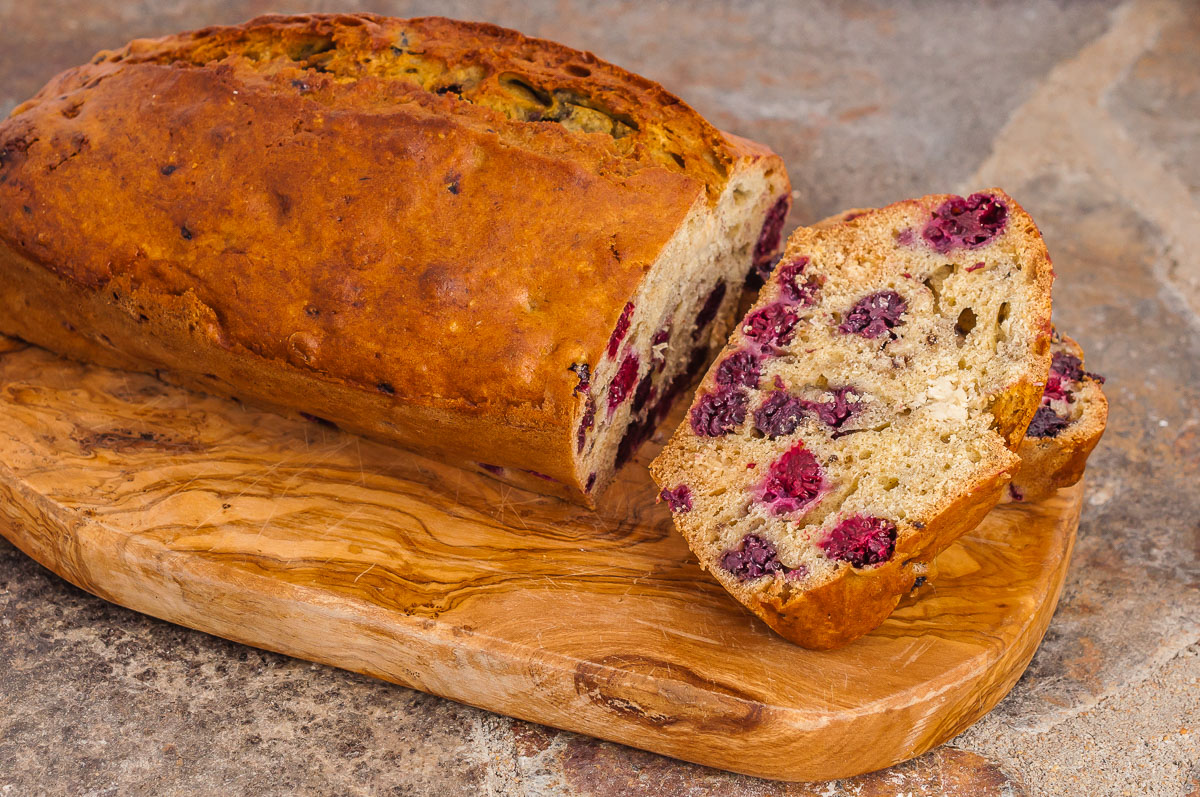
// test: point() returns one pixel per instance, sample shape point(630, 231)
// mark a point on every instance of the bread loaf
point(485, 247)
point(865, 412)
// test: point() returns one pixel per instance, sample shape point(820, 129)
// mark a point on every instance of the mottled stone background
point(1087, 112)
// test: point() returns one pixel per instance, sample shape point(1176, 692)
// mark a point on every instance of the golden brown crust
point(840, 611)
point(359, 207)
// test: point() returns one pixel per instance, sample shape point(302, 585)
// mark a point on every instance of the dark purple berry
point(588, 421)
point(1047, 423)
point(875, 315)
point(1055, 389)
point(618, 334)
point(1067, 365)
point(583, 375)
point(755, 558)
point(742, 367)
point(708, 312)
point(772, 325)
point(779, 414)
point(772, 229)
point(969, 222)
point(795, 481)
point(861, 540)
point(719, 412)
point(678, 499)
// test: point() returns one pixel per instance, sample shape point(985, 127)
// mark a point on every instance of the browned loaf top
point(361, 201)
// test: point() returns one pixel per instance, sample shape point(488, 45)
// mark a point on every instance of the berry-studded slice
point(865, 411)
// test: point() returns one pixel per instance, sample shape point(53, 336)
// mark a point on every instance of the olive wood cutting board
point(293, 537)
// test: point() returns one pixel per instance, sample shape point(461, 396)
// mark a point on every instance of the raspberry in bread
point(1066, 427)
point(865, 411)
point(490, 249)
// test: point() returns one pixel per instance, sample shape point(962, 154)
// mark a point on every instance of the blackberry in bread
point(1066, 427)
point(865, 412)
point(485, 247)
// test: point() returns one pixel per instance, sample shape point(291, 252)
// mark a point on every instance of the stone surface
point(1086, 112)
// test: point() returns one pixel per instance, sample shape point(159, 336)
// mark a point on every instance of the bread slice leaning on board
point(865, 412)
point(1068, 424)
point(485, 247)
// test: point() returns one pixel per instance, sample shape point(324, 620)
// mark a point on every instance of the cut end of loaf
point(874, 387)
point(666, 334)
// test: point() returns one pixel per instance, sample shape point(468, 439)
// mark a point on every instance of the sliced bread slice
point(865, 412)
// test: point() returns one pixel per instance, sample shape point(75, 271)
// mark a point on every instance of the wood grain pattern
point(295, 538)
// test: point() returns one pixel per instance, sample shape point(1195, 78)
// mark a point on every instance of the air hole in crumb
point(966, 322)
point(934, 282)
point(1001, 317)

=-=-=-=-=

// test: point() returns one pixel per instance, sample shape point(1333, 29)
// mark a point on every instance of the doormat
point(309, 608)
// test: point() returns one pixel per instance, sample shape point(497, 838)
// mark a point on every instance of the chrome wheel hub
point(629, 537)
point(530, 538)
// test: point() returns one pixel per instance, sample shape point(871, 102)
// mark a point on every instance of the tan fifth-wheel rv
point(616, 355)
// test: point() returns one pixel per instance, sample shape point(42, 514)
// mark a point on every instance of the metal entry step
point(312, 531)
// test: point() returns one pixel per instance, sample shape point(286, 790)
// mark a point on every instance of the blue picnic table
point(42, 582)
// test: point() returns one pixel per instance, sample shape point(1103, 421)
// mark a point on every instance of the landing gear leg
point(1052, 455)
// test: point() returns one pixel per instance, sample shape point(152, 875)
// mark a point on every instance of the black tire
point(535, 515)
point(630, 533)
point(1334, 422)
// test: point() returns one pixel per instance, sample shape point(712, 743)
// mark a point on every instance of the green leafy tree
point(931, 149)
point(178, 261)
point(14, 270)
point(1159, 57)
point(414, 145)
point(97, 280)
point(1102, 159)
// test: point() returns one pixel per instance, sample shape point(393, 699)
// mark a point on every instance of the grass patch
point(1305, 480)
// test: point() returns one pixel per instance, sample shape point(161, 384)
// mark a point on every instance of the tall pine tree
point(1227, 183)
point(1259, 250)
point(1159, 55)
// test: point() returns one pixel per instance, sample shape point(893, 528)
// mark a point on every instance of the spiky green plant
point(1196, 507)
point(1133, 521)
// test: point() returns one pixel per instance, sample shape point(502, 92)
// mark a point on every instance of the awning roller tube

=-=-=-=-=

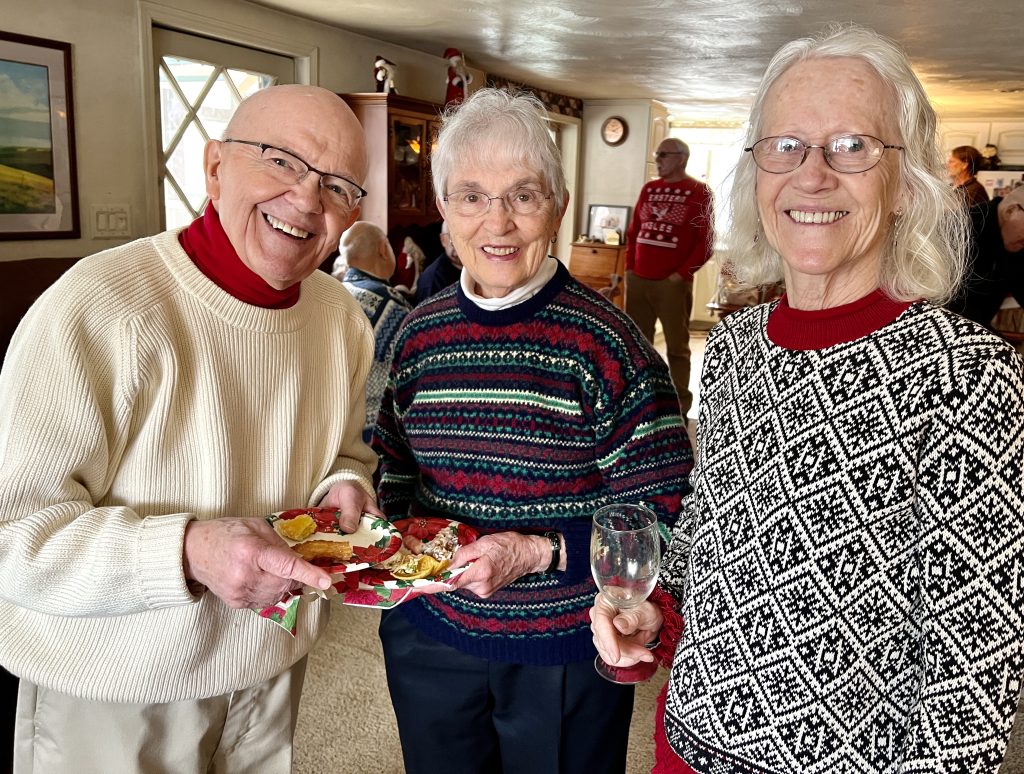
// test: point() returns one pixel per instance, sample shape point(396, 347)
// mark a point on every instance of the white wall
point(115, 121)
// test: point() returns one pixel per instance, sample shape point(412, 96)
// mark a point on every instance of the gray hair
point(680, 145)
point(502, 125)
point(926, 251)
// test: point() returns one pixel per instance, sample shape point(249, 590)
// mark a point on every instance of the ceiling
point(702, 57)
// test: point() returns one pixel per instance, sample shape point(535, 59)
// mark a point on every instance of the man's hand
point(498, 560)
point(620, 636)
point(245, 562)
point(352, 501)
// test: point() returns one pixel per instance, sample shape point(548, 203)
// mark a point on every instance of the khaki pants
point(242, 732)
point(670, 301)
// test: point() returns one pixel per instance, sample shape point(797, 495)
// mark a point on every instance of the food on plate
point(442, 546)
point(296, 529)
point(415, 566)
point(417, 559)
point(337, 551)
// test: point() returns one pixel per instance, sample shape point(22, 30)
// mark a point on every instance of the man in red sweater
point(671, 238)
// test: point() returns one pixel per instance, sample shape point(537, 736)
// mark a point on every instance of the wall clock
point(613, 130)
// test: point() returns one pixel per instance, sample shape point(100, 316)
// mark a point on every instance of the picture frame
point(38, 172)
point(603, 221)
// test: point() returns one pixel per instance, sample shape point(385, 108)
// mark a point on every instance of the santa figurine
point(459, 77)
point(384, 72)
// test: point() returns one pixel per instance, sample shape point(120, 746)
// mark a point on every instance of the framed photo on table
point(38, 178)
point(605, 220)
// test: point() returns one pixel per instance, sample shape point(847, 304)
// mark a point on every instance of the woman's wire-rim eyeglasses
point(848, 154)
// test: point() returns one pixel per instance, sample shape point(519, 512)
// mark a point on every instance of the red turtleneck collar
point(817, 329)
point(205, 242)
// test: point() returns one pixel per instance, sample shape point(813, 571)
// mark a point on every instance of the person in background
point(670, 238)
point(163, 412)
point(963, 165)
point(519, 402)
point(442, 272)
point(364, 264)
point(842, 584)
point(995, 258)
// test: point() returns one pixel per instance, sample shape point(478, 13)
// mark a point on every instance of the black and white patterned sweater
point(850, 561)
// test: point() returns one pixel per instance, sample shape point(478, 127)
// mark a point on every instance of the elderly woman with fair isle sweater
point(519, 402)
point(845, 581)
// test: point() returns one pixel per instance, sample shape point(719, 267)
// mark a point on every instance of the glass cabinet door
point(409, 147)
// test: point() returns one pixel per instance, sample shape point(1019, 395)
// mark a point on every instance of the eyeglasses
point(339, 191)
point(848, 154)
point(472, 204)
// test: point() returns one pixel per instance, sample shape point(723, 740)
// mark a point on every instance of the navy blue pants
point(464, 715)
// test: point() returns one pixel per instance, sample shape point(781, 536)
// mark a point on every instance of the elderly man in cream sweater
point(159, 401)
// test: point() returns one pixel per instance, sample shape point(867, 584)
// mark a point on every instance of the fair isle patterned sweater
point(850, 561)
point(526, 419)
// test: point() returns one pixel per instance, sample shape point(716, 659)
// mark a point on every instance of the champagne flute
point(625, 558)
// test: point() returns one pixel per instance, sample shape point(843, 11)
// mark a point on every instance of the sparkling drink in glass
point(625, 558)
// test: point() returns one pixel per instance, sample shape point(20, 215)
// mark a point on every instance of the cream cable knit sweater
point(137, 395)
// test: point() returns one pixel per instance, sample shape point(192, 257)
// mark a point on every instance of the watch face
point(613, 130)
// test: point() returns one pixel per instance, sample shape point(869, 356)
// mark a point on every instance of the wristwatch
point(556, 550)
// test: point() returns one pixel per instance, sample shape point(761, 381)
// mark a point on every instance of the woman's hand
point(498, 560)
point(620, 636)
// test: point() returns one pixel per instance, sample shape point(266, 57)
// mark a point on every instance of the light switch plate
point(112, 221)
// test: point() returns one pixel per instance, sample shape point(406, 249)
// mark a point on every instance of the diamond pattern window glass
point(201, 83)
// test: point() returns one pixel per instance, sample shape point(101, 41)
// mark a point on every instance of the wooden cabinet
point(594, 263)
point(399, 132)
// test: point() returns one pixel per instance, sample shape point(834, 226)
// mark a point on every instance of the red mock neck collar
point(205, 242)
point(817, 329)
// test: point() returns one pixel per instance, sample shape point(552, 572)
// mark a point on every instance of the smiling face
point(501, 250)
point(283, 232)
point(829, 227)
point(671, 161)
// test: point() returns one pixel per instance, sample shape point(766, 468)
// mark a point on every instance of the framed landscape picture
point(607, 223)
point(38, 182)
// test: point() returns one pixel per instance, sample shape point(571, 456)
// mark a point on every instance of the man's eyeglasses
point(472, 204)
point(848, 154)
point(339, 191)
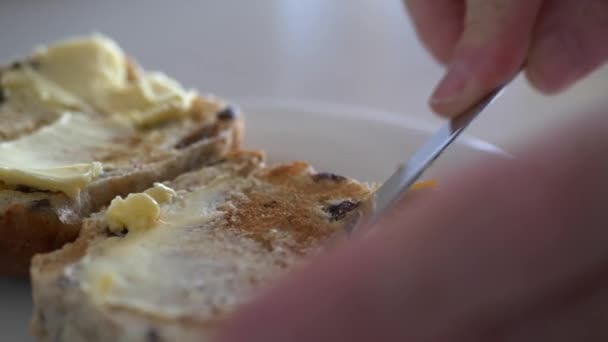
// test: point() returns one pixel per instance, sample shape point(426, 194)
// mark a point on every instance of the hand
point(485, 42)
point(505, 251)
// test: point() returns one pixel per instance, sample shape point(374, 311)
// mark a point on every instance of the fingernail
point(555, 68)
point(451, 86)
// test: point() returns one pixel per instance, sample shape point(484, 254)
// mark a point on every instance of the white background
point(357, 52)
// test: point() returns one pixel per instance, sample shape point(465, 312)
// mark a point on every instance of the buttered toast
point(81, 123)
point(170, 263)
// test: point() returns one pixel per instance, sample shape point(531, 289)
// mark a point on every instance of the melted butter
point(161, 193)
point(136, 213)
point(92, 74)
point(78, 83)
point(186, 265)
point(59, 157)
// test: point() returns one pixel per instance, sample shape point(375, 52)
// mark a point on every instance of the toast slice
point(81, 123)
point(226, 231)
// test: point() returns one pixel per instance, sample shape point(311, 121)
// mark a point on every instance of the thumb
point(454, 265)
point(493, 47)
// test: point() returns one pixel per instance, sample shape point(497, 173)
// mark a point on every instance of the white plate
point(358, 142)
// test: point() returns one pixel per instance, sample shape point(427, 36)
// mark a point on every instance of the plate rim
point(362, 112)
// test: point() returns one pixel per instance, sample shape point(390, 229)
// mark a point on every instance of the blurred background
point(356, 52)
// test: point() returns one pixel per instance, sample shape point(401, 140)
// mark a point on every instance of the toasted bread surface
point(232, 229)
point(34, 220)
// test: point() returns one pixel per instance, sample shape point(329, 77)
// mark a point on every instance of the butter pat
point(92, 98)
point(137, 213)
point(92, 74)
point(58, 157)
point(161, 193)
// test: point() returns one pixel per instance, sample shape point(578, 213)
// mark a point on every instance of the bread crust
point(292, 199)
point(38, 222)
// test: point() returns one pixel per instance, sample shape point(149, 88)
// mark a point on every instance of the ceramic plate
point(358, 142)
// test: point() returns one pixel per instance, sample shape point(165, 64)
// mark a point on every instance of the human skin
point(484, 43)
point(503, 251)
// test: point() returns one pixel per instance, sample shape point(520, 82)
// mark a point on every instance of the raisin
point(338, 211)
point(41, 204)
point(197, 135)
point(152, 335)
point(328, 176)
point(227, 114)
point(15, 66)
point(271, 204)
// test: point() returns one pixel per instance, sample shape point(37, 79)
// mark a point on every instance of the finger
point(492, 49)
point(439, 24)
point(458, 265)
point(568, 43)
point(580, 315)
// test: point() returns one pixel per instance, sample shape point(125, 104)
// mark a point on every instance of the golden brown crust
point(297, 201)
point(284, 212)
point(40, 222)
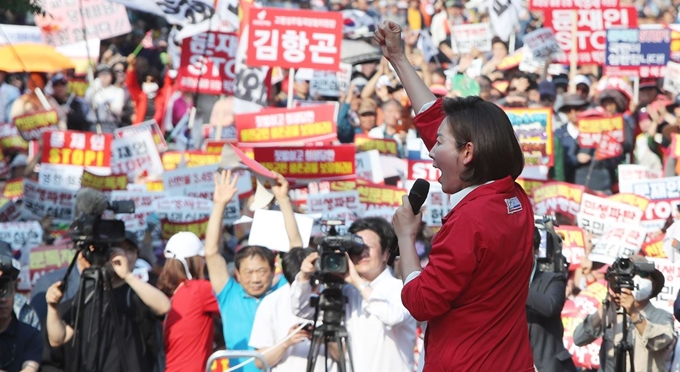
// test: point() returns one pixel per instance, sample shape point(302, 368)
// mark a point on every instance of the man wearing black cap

=-=-=-=-=

_Work to complete_
Your task is to restate, word for word, only those lines above that fall between the line holding "isle patterned sweater" and the line holding "shape point(406, 249)", inclusive.

_Task answer_
// mark a point on every instance of the fair isle patterned sweater
point(850, 561)
point(526, 419)
// test: point() returns one pixel per instance, sample shape point(716, 659)
// mark a point on every instance of the champagne flute
point(625, 558)
// test: point() returns one pixel per instance, sample shape point(843, 11)
// mark a point on every instance of the sparkling drink in glass
point(625, 558)
// test: point() returns one pixel per instance, sample shape point(20, 215)
// mark a point on every instance of the cream cable knit sweater
point(137, 395)
// test: point() returns one pixel per instance, sample shape point(192, 257)
// mark a point on every instance of the watch face
point(613, 130)
// test: point() returns one pixel per instance, sample shape point(869, 356)
// mark a point on every instance of the wristwatch
point(556, 550)
// test: point() returns one pixel per instance, sample shape point(761, 381)
// mark a point on every instance of the woman's hand
point(498, 560)
point(620, 636)
// test: point() returns one pixel per instance, sample shape point(266, 57)
// mark a point on every instance of the light switch plate
point(112, 221)
// test: point() returns one pixel per instance, sample shape point(406, 249)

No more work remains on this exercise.